◆ Short exercise ◆
Reproduce the data below verbatim from the line containing "Each matching instance of the bride and" through its final line, and produce nothing more.

----- Given data

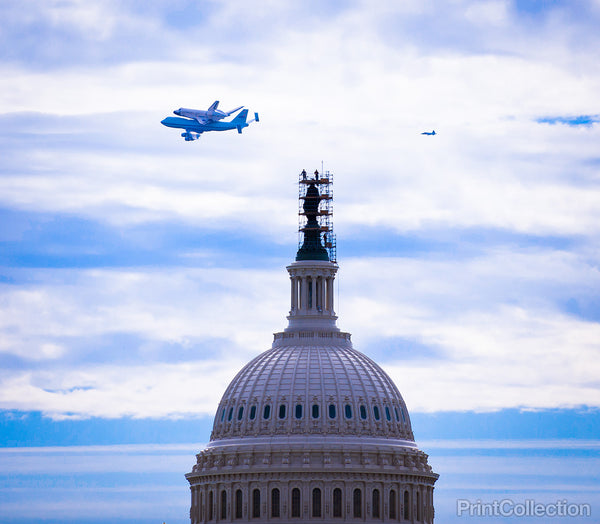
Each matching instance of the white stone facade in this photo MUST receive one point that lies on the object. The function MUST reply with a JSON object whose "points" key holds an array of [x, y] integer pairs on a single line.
{"points": [[312, 430]]}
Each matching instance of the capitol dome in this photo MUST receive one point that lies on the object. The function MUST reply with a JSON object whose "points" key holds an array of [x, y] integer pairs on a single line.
{"points": [[319, 386], [312, 429]]}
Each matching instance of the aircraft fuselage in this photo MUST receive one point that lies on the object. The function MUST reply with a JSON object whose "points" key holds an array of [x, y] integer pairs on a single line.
{"points": [[195, 127]]}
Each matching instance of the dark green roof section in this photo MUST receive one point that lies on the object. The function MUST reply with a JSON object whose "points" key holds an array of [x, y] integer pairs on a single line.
{"points": [[312, 248]]}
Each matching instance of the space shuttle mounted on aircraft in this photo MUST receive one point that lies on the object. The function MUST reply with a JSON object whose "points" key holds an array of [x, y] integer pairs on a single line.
{"points": [[197, 121]]}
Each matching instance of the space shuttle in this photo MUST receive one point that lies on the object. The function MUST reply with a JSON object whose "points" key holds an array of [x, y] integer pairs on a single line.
{"points": [[212, 114]]}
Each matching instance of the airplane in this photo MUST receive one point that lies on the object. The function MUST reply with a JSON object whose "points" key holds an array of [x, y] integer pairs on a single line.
{"points": [[193, 128], [212, 114]]}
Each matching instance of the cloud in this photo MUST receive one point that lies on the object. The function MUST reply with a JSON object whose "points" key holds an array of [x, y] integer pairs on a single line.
{"points": [[488, 229]]}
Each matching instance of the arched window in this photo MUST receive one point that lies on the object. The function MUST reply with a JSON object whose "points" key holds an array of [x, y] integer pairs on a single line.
{"points": [[357, 503], [238, 504], [316, 502], [332, 411], [376, 503], [337, 502], [256, 504], [223, 505], [393, 505], [363, 412], [296, 502], [348, 411], [274, 502]]}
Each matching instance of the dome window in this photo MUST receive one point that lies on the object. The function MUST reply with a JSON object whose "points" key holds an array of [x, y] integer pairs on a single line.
{"points": [[332, 411], [337, 503], [223, 505], [275, 503], [256, 504], [316, 513], [348, 411], [392, 504], [238, 504], [296, 503], [376, 503], [357, 503], [315, 411], [376, 413]]}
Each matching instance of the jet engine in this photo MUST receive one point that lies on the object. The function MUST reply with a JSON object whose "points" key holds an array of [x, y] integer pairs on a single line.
{"points": [[189, 136]]}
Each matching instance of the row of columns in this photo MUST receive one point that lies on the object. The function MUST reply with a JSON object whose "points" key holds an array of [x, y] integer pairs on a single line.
{"points": [[311, 295], [411, 504]]}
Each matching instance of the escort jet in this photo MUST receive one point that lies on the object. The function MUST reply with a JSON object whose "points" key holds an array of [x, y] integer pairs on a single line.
{"points": [[212, 114], [193, 128]]}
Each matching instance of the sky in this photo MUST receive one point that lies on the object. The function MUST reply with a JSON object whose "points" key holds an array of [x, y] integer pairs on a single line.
{"points": [[140, 272]]}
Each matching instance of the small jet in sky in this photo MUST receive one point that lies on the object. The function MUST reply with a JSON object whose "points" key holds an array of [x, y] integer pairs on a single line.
{"points": [[193, 128], [212, 114]]}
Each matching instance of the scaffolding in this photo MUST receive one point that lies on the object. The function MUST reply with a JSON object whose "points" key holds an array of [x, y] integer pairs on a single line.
{"points": [[324, 183]]}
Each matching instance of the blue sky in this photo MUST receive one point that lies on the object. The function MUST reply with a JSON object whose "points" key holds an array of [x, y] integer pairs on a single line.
{"points": [[138, 272]]}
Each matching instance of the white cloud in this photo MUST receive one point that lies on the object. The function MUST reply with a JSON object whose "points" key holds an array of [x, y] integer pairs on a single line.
{"points": [[354, 88]]}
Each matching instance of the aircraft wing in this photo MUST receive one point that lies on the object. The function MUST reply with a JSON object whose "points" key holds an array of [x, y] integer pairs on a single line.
{"points": [[233, 111]]}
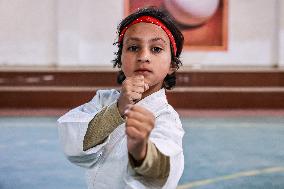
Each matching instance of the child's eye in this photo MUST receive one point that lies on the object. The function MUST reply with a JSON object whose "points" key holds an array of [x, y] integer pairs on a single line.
{"points": [[133, 48], [156, 49]]}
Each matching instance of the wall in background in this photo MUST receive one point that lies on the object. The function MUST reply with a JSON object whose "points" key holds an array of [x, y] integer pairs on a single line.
{"points": [[81, 33]]}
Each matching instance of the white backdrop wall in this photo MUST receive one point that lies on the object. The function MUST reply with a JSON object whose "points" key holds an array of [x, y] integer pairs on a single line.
{"points": [[81, 33]]}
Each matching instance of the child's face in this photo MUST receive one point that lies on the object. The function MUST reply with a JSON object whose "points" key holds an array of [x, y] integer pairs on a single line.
{"points": [[146, 51]]}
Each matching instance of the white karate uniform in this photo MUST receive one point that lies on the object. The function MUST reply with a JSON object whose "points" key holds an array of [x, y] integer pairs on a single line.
{"points": [[107, 164]]}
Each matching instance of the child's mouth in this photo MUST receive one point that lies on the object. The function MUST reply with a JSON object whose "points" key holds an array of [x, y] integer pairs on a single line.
{"points": [[142, 71]]}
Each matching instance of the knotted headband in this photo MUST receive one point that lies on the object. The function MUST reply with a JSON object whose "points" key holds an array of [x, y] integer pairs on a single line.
{"points": [[149, 19]]}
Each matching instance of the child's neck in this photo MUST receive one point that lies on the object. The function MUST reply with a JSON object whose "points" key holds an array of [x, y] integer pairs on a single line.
{"points": [[151, 90]]}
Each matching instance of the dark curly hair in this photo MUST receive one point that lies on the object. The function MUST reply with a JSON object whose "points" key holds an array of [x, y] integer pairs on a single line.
{"points": [[163, 16]]}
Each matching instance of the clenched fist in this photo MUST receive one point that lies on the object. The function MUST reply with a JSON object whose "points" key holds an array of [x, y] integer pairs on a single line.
{"points": [[131, 92], [139, 124]]}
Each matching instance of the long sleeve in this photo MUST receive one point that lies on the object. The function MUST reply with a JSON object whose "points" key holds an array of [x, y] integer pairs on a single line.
{"points": [[102, 125], [73, 125], [155, 165]]}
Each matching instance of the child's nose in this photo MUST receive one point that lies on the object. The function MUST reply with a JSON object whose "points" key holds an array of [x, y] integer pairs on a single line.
{"points": [[143, 56]]}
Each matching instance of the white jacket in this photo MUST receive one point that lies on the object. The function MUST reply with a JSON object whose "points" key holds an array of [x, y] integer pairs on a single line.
{"points": [[107, 163]]}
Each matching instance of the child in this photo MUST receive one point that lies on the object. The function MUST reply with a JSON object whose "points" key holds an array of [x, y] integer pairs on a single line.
{"points": [[132, 138]]}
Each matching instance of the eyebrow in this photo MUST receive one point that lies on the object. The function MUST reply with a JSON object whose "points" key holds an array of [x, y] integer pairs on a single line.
{"points": [[151, 40]]}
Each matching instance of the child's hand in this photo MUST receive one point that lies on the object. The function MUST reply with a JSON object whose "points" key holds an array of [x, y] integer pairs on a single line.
{"points": [[131, 91], [139, 124]]}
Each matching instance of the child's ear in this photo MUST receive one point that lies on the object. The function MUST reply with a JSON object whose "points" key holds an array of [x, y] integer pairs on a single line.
{"points": [[172, 69]]}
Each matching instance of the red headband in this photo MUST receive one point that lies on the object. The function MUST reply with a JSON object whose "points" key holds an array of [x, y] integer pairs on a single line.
{"points": [[149, 19]]}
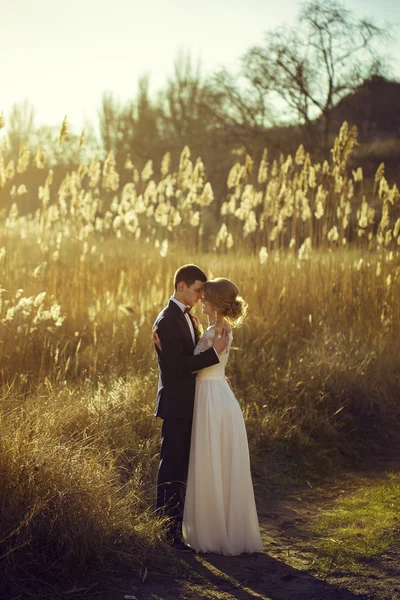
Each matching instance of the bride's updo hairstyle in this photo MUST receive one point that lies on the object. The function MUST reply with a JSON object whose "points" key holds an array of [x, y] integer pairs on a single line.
{"points": [[223, 295]]}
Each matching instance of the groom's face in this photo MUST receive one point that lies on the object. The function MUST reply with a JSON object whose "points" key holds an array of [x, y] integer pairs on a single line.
{"points": [[193, 293]]}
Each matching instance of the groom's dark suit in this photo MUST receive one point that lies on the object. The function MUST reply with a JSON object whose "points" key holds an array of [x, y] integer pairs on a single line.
{"points": [[175, 400]]}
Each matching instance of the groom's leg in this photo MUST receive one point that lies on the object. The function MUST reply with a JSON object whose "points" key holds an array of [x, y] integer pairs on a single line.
{"points": [[173, 469]]}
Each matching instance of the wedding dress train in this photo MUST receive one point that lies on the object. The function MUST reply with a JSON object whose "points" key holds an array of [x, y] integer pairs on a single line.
{"points": [[220, 513]]}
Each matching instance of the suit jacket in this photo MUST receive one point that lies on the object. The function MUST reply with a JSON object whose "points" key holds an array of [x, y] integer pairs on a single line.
{"points": [[177, 364]]}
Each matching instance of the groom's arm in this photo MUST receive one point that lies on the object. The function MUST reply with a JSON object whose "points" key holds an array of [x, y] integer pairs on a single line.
{"points": [[173, 355]]}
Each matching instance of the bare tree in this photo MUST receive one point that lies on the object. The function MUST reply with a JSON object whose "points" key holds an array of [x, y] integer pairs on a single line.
{"points": [[308, 68]]}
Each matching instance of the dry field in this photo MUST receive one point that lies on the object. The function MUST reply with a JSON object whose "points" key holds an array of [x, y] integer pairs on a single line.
{"points": [[314, 250]]}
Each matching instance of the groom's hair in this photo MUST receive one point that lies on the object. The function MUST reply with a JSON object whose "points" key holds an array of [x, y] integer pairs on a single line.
{"points": [[189, 274]]}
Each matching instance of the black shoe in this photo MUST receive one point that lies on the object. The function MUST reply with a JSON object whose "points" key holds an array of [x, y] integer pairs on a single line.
{"points": [[179, 545]]}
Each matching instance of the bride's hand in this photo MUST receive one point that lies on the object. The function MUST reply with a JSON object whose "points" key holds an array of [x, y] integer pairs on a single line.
{"points": [[156, 339], [221, 339]]}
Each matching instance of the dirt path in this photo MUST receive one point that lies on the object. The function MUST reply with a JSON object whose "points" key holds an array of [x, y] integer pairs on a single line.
{"points": [[284, 571]]}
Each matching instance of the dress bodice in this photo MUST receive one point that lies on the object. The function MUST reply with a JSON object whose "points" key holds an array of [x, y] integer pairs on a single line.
{"points": [[206, 341]]}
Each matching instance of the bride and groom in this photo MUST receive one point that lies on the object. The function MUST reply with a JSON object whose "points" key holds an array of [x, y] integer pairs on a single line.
{"points": [[204, 441]]}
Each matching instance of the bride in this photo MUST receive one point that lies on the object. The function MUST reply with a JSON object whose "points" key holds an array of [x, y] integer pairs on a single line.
{"points": [[219, 514]]}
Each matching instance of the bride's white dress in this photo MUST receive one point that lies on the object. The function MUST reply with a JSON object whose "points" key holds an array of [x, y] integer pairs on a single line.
{"points": [[220, 513]]}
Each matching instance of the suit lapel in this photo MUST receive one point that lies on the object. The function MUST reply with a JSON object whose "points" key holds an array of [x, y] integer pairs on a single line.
{"points": [[181, 318]]}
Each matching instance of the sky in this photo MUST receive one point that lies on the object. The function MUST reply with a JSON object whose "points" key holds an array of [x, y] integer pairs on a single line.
{"points": [[62, 56]]}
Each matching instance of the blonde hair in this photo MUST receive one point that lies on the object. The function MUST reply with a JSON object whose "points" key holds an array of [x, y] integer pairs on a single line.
{"points": [[223, 295]]}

----------

◆ Output for this task ◆
Each matching instance of the bride and groom in this photo MUST receive one point that lies on the object. The function MUST reply with a JSON object whose "points" key holds an array of [x, y] integer pairs on a single line.
{"points": [[204, 441]]}
Each matching instance of the bride in this photo MUST receive one point that lies on the object. The function MUST reply with a JSON object whose "points" key holds an array of [x, y] integer pairs on a single line.
{"points": [[219, 514]]}
Each matching instance of the bride's white dress in this photo MUST receive one point that lies on the object. The function MUST reply with a JSON object whose "points" key holds an array of [x, y] integer pairs on a single line.
{"points": [[220, 513]]}
Each matching instance of the suit lapel in this photo MUST receive one point that lies on the object. The function MUST reply with a JSON object whose "points" key holds an array of [x, y] integer pairs on a single line.
{"points": [[181, 318]]}
Each matching instance of the sky in this photo MUST receive one point that lies on the object. The function MUST reply with a JSON object whose "points" key holds an array of [x, y] integer pairs on a single line.
{"points": [[62, 56]]}
Each matching instance of the blonde hair in this photo MUST receive one point that lies on the object. The function MUST reply with a JSON object whose "points" key holds an array of [x, y] integer pairs on a single line.
{"points": [[223, 295]]}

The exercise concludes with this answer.